# DOCUMENT EXCERPT:
I’ve written a few doughnut recipes over time and I still try to improve the recipe each time.
I craved for hot doughnuts one morning and I was put off by how long it took. I decided to mix everything together and use my warm oven to speed up the process of the dough rising.
Whilst waiting for my dough to rise, I decided to compile a few do’s and don’ts when preparing your Boflot/ Puff Puff/ Beignets/ Botokoin/ Bofrot/ Doughnuts
Don’t use milk; as it browns the doughnuts quickly
Use Water instead; as it allows the doughnuts to cook through before browning.
Your dough should double up in size within 45 minutes to an hour.
Allowing your dough to rise overnight increases the fermentation of the mixture. This will allow the doughnuts to soak in the oil when frying.

# STORED RECORDS:
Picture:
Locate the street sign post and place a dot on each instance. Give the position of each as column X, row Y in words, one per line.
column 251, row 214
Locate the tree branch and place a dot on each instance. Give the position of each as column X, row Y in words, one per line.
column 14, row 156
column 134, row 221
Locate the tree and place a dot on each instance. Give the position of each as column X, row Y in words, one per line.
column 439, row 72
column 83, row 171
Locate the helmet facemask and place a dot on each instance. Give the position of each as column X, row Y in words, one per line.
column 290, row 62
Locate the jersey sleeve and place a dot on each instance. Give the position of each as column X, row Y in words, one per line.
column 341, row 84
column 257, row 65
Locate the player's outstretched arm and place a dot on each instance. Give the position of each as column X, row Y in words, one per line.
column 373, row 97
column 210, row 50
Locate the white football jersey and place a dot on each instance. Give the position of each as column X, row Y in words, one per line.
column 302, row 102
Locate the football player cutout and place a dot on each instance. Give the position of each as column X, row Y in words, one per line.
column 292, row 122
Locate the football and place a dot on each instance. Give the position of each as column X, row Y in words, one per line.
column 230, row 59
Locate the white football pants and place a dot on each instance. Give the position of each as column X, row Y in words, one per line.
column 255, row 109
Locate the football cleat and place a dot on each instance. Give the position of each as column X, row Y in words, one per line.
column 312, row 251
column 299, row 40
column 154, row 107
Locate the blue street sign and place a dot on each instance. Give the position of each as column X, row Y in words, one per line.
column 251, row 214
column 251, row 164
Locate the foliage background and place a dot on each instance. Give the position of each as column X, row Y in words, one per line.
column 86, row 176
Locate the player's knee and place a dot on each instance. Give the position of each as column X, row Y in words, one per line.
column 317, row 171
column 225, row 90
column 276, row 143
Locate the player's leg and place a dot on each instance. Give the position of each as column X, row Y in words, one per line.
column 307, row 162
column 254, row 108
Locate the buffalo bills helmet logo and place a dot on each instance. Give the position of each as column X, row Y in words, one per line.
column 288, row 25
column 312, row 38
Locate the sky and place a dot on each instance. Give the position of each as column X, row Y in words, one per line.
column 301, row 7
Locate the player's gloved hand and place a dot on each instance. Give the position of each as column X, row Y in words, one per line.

# INSTRUCTION 1:
In the doughnut tips, how long should the dough take to double in size?
# INSTRUCTION 2:
From the doughnut tips, extract everything from "I’ve written a" down to "oil when frying.".

# RIGHT ANSWER 1:
45 minutes to an hour.

# RIGHT ANSWER 2:
I’ve written a few doughnut recipes over time and I still try to improve the recipe each time.
I craved for hot doughnuts one morning and I was put off by how long it took. I decided to mix everything together and use my warm oven to speed up the process of the dough rising.
Whilst waiting for my dough to rise, I decided to compile a few do’s and don’ts when preparing your Boflot/ Puff Puff/ Beignets/ Botokoin/ Bofrot/ Doughnuts
Don’t use milk; as it browns the doughnuts quickly
Use Water instead; as it allows the doughnuts to cook through before browning.
Your dough should double up in size within 45 minutes to an hour.
Allowing your dough to rise overnight increases the fermentation of the mixture. This will allow the doughnuts to soak in the oil when frying.